═══ DOCUMENT EXCERPT ═══
Re: In kafka streams consumer seems to hang while retrieving the offsets

Posted by Eno Thereska <en...@gmail.com>.

Hi Sachin,

In 0.10.2.1 we've changed the default value of max.poll.interval.ms (to avoid rebalancing during recovery) as well as the default value of the streams producer retries (to retry during a temporary broker failure). I think you are aware of the changes, but just double checking. You don't need to wait for 0.10.2.1, you can make the changes directly yourself:

final Properties props = new Properties();
props.put(StreamsConfig.APPLICATION_ID_CONFIG, ID);
...
props.put(ProducerConfig.RETRIES_CONFIG, 10);
props.put(ConsumerConfig.MAX_POLL_INTERVAL_MS_CONFIG, Integer.toString(Integer.MAX_VALUE));

This doesn't address the RocksDB issue though, still looking into that.

Thanks
Eno

> On 9 Apr 2017, at 22:55, Sachin Mittal <sj...@gmail.com> wrote:
> 
> Let me try to get the debug log when this error happens.
> 
> Right now we have three instances each with 4 threads consuming from 12
> partition topic.
> So one thread per partition.
> 
> The application is running fine much better than before. Now it usually
> runs for a week even during peak load.
> 
> Sometime out of blue either rocksdb throws an exception with a single
> character (which I guess is a known issue with rocks db fixed in some next
> release).
> Or the producer gets timed out while committing some changelog topic
> record. I had increased the timeout from 30 seconds to 180 seconds, but it
> still throws exception for that time also.
> 
> Not sure if these are due to VM issue or network.
> 
> But whenever something like this happens, the application goes into
> rebalance and soon things take turn for worse. Soon some of the threads go
> into deadlock with above stack trace and application is now in perpetual
> rebalance state.
> 
> Only way to resolve this is kill all instances using -9 and restart the
> instances one by one.
> 
> So also long as we have a steady state of one thread per partition
> everything is working fine. I am still working out a way to limit the
> changelog topic size by more aggressive compaction and let me see if that
> will make things better.
> 
> I will try to get the logs when this happens next time.
> 
> Thanks
> Sachin
> 
> 
> 
> On Sun, Apr 9, 2017 at 6:05 PM, Eno Thereska <en...@gmail.com> wrote:
> 
>> Hi Sachin,
>> 
>> It's not necessarily a deadlock. Do you have any debug traces from those
>> nodes? Also would be useful to know the config (e.g., how many partitions
>> do you have and how many app instances.)
═══ DATA SHOWN ═══
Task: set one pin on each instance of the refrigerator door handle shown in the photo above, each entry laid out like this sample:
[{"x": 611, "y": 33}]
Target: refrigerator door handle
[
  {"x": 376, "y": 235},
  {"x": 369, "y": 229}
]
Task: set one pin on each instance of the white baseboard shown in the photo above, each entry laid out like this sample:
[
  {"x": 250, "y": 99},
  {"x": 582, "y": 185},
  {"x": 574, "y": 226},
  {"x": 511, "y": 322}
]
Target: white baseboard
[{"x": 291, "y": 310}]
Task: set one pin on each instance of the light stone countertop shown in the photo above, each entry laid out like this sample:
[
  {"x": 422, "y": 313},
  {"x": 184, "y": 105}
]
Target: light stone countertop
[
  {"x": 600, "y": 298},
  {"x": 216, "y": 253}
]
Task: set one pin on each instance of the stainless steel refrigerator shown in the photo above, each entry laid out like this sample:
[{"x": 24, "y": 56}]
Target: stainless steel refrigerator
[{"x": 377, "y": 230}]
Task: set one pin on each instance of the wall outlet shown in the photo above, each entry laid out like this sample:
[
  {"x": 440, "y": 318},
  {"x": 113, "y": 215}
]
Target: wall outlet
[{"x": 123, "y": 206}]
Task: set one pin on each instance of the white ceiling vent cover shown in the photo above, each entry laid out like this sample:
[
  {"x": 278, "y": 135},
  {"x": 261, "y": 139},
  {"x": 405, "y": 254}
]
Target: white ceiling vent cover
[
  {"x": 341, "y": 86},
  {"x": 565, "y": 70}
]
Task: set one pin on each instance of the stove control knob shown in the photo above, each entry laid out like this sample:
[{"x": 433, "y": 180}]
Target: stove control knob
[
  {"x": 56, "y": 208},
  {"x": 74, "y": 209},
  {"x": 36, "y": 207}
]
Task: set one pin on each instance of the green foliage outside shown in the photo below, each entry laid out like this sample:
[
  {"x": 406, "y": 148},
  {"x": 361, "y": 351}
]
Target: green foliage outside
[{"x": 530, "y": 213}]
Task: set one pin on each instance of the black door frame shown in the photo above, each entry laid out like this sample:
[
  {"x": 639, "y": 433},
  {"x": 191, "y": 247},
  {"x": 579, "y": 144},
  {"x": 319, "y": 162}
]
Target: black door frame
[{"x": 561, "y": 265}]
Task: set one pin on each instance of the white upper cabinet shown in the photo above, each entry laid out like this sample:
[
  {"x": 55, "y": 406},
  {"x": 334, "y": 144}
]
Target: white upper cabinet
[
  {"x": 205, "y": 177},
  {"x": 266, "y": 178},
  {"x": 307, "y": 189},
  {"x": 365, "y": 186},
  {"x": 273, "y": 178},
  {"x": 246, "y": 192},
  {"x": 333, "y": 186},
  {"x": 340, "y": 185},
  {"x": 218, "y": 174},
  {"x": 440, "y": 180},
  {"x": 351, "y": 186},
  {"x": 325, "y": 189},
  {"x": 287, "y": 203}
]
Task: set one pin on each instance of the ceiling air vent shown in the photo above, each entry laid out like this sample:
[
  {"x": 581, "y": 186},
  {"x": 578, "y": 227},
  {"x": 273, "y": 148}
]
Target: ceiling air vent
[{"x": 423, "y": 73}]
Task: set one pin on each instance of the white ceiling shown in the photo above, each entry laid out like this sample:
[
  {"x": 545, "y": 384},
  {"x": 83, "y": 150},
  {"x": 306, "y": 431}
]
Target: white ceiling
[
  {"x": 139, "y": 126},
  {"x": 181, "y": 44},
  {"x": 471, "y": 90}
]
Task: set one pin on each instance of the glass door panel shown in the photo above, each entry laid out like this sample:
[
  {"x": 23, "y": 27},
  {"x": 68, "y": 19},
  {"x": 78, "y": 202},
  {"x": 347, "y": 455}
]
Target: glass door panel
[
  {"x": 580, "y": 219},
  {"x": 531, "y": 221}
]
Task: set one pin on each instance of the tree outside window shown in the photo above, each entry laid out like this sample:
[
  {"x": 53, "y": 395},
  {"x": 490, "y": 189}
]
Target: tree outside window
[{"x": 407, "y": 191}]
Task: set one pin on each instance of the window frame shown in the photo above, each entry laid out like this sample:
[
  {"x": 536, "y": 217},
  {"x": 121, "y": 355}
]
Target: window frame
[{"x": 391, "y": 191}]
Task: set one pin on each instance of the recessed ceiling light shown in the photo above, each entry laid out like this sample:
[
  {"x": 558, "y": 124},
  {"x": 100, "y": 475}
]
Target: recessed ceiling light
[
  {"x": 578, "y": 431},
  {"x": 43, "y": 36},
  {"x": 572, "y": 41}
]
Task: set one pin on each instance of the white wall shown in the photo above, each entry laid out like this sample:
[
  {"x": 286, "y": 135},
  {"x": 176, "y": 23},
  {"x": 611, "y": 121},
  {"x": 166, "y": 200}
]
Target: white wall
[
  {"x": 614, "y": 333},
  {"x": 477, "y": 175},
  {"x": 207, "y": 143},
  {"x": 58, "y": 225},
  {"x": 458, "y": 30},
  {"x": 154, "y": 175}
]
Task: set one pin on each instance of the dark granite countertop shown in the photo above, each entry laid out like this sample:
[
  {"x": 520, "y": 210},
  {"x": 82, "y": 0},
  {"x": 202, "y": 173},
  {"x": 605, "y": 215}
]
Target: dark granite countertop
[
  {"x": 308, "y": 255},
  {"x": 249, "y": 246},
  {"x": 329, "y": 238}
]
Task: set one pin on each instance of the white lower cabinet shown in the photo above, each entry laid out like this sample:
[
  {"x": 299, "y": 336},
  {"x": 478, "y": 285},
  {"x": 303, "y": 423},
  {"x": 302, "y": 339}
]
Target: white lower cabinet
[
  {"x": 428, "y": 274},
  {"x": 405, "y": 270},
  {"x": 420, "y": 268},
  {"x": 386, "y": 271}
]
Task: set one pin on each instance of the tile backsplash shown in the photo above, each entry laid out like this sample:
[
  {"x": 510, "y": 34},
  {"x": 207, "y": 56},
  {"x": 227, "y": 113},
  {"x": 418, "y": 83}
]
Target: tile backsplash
═══
PROBLEMS>
• a. Rewrite the stretch of the Kafka Streams thread from "props.put(ProducerConfig.RETRIES_CONFIG, 10);" through "looking into that.", putting "still investigating it" in place of "still looking into that".
• b. In the Kafka Streams thread, what value did Sachin raise the producer timeout to?

ANSWERS IN ORDER>
• a.
props.put(ProducerConfig.RETRIES_CONFIG, 10);
props.put(ConsumerConfig.MAX_POLL_INTERVAL_MS_CONFIG, Integer.toString(Integer.MAX_VALUE));

This doesn't address the RocksDB issue though, still investigating it.

• b. 180 seconds, up from 30 seconds.